+++ SELECTED PASSAGE +++

Description Arnas 2023-09-25 15:34:37 UTC
I'm having some weird issues with sleep mode on any 6.x Linux kernel version - it's a toss-up when I close the lid as to whether it will sleep properly or not - when it fails, the screen will lock, but it will not actually enter S3 sleep - it just blanks the screen, but the laptop stays on (and fan does too).

Opening the lid after a failed sleep attempt turns on the screen instantaneously, and it doesn't even need to reconnect to WiFi - this doesn't happen when actually resuming from sleep, it takes a couple seconds for the screen to come on, and it then needs to reconnect the network.

Following the failed attempt to enter sleep mode (closing the lid), the following entries appear in the system log -

arkiron kernel: ACPI Error: Thread 3233415168 cannot release Mutex [ECMX] acquired by thread 3268191936 (20221020/exmutex-378)
arkiron kernel: ACPI Error: Aborting method \_SB.PCI0.LPCB.ECDV._Q66 due to previous error (AE_AML_NOT_OWNER) (20221020/psparse-529)
arkiron kernel: Non-boot CPUs are not disabled

Now, the "Non-boot CPUs are not disabled" line stands out the most to me here, because successful sleep attempts won't have this line in the log.

After the failed attempt above to sleep, I now close the lid again, and it seemingly goes to sleep successfully. After checking the log following this, I find two new error lines in the log -

arkiron kernel: ACPI Error: Thread 3233415168 cannot release Mutex [ECMX] acquired by thread 3268191936 (20221020/exmutex-378)
arkiron kernel: ACPI Error: Aborting method \_SB.PCI0.LPCB.ECDV._Q66 due to previous error (AE_AML_NOT_OWNER) (20221020/psparse-529)

Note that this time the CPU line is missing, as expected for a successful sleep attempt.

This happens on both latest stable Linux kernel 6.5 as well as the latest Linux LTS 6.1 kernel. The last kernel that this didn't happen on was Linux LTS 5.15 (any version), which is what I was running up until the Linux LTS 6.1 upgrade. At that point I tried switching back to mainline (6.5) to see if it would fix sleep issues, but it didn't help. Downgrading to Linux LTS 5.15 did fix the sleep issues and the laptop seems to sleep reliably now. Running LTS 5.15.131-1 without issue as I am making this report.

I'm on a Dell Inspiron 15 5593 using BIOS ver 1.27.0 (latest as of now), running Arch Linux x86_64.
Comment 1 Bagas Sanjaya 2023-09-26 00:12:54 UTC
(In reply to Arnas from comment #0)
> I'm having some weird issues with sleep mode on any 6.x Linux kernel version
> - it's a toss-up when I close the lid as to whether it will sleep properly
> or not - when it fails, the screen will lock, but it will not actually enter
> S3 sleep - it just blanks the screen, but the laptop stays on (and fan does
> too).
> 
> Opening the lid after a failed sleep attempt turns on the screen
> instantaneously, and it doesn't even need to reconnect to WiFi - this
> doesn't happen when actually resuming from sleep, it takes a couple seconds
> for the screen to come on, and it then needs to reconnect the network.

+++ INFORMATION GIVEN +++

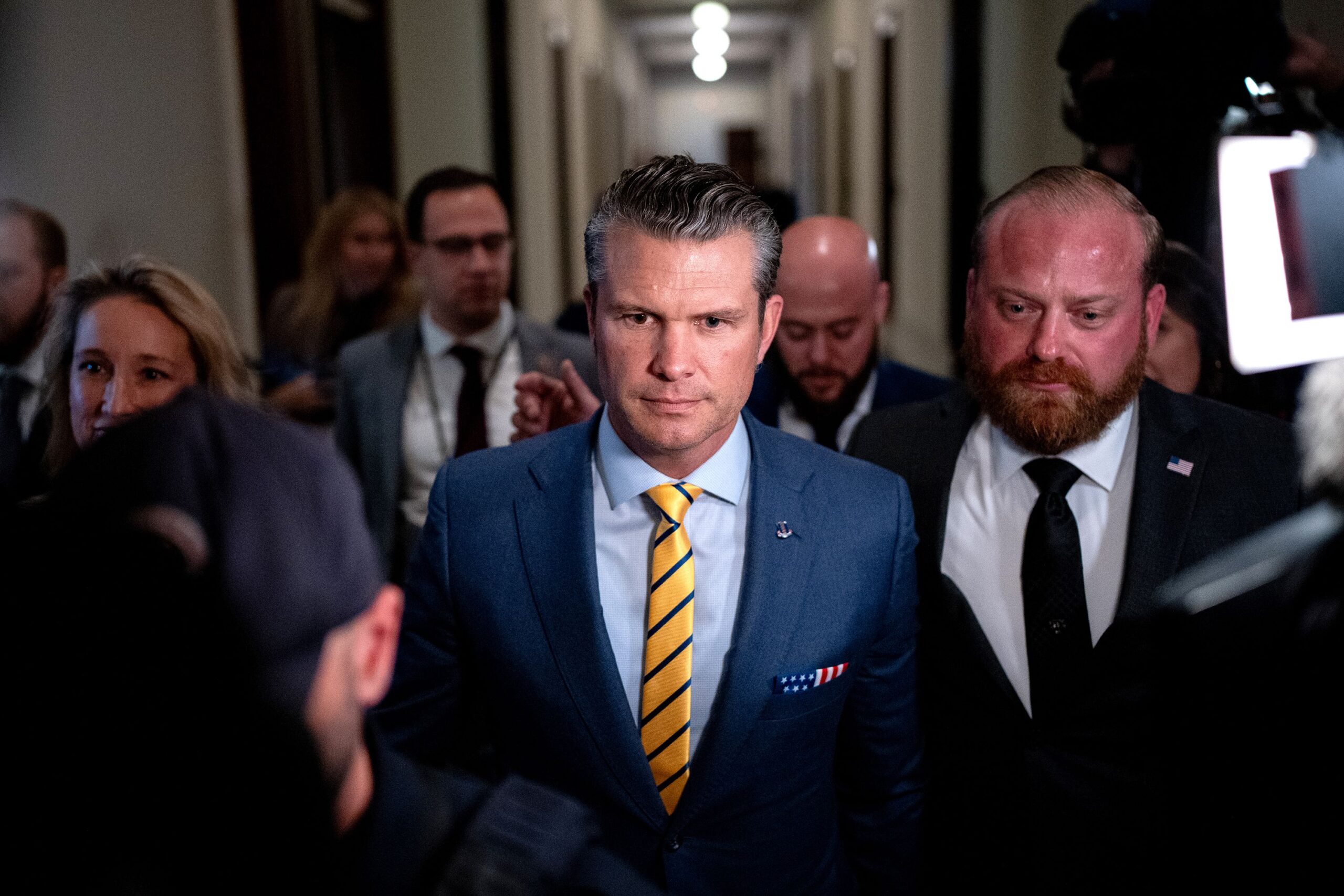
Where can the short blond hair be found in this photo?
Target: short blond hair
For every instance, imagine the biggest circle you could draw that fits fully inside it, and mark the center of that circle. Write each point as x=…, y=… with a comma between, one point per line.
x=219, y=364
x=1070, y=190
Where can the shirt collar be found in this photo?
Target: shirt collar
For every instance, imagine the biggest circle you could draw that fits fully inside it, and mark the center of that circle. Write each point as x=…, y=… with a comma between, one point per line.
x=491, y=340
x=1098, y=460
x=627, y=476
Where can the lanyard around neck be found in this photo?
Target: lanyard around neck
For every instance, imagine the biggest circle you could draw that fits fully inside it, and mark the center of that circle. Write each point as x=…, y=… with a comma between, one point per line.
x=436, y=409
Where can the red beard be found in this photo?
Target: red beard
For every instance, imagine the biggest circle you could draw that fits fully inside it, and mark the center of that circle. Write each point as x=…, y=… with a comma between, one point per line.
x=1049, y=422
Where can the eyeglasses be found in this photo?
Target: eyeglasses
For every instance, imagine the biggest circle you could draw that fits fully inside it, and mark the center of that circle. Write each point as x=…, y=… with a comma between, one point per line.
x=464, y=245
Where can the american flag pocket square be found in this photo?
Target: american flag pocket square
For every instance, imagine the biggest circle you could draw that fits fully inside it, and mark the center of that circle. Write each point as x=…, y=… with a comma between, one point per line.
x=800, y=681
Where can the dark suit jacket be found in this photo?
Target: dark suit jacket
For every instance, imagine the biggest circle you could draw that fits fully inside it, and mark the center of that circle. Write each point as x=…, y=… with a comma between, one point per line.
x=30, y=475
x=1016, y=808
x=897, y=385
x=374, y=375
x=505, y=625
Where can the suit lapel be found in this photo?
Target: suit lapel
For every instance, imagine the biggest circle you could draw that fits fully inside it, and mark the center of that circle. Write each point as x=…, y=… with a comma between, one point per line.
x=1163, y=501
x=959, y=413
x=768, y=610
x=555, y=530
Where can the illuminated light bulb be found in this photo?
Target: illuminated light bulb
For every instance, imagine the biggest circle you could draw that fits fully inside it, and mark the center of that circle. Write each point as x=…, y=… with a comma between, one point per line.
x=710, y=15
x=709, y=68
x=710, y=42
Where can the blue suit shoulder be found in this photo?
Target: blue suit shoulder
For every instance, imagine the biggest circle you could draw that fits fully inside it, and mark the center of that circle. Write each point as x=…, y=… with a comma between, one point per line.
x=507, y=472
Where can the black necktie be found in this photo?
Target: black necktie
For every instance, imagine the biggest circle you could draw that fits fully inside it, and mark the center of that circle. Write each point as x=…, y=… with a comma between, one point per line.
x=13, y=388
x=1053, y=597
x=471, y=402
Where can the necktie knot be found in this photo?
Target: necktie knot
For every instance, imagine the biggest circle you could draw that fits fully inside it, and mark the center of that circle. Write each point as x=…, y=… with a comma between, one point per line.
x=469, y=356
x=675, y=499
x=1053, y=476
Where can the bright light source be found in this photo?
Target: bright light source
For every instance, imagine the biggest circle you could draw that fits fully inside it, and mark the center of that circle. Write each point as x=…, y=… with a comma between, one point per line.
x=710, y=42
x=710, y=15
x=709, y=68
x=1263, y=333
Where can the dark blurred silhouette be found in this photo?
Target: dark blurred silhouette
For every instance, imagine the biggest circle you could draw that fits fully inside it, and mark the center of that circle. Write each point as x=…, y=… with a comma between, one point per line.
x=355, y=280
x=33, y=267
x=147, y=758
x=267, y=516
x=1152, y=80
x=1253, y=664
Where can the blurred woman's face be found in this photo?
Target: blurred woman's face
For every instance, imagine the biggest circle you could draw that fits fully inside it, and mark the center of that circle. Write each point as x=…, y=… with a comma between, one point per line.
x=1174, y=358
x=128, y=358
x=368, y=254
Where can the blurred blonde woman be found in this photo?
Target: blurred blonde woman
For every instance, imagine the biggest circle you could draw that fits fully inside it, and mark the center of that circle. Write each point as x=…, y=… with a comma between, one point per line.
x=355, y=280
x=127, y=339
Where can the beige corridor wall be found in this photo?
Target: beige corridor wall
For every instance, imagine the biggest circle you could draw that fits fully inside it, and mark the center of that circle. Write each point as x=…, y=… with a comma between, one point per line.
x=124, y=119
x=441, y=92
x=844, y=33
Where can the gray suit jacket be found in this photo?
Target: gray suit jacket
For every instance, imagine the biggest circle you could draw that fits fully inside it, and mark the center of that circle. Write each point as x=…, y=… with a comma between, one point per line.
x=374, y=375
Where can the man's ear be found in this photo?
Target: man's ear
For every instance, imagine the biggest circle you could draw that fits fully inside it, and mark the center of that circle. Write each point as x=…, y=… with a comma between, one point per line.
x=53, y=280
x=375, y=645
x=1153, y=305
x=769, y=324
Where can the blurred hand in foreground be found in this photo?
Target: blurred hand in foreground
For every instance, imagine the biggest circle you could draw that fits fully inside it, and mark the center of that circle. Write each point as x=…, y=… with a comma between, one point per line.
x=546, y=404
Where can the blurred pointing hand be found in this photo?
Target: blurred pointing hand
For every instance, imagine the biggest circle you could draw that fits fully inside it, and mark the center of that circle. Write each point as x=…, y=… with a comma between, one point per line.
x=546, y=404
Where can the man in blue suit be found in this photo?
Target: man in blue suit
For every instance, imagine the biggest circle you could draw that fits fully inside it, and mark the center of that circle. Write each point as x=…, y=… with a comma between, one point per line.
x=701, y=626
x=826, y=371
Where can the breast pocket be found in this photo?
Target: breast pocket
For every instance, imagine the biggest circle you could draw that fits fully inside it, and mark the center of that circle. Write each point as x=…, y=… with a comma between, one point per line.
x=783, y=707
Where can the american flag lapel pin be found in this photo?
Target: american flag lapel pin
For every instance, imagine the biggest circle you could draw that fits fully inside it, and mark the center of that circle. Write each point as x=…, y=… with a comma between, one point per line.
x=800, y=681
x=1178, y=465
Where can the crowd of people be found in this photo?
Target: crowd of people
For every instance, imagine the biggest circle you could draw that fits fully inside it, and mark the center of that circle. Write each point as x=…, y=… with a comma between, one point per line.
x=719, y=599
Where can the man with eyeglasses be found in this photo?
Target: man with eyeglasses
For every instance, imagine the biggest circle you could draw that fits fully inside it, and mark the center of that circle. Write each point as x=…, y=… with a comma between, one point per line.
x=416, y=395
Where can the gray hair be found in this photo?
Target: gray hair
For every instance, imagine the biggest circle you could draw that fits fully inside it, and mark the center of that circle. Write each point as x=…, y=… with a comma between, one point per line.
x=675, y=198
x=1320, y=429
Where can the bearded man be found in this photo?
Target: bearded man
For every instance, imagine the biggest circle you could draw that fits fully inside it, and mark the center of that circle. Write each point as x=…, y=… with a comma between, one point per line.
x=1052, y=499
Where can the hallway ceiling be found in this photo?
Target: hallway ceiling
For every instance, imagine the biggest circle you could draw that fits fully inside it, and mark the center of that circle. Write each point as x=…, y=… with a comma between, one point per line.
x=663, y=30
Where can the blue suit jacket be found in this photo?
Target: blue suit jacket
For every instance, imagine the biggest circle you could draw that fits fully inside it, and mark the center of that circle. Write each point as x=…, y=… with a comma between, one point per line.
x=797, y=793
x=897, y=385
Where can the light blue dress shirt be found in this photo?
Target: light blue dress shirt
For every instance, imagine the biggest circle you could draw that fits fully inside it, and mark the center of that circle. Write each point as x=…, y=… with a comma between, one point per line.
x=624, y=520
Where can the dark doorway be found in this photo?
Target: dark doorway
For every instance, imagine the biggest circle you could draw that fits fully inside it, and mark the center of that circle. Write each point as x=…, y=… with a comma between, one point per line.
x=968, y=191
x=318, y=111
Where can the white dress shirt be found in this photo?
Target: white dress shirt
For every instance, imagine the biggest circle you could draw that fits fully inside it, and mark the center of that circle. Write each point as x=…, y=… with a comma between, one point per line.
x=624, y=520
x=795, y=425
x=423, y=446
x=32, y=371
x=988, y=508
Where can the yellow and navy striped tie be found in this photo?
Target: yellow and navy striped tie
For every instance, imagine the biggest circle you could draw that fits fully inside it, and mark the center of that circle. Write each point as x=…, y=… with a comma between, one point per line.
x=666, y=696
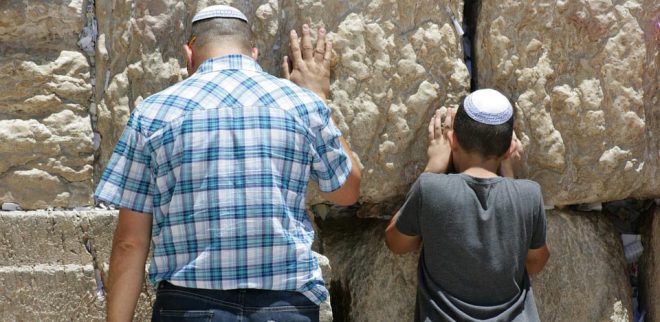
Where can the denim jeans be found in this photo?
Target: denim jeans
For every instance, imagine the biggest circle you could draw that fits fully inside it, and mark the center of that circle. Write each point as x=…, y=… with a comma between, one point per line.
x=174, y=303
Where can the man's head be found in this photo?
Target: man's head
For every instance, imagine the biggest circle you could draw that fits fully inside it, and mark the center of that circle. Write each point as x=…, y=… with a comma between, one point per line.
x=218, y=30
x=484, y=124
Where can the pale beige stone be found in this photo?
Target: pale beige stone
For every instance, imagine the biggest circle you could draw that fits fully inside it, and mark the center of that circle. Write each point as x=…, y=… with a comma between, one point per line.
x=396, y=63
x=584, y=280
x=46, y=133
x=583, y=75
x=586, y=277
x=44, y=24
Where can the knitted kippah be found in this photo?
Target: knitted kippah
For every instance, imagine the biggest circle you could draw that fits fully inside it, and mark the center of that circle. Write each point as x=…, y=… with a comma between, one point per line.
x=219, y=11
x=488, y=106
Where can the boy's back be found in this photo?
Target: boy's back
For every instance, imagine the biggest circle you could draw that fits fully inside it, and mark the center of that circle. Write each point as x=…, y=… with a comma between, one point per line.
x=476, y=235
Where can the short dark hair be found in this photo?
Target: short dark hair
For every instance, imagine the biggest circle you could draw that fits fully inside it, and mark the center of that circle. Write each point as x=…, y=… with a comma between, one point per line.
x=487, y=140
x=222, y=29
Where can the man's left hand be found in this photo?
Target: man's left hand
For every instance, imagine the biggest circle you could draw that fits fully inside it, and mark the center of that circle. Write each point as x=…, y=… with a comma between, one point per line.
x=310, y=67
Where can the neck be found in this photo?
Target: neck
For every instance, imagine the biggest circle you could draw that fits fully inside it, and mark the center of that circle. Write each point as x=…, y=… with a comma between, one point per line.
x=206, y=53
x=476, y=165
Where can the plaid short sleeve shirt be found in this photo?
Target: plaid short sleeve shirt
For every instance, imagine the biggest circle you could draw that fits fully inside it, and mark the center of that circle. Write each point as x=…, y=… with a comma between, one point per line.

+++

_THE EXERCISE_
Answer these questions about the sleep bug report:
1. Which log line shows up after a failed sleep attempt but is missing after a successful one?
2. Which kernel version is the reporter running without issue at the time of the report?
3. What BIOS version is the Dell Inspiron 15 5593 using?

_FINISHED ANSWER_
1. "Non-boot CPUs are not disabled"
2. LTS 5.15.131-1
3. 1.27.0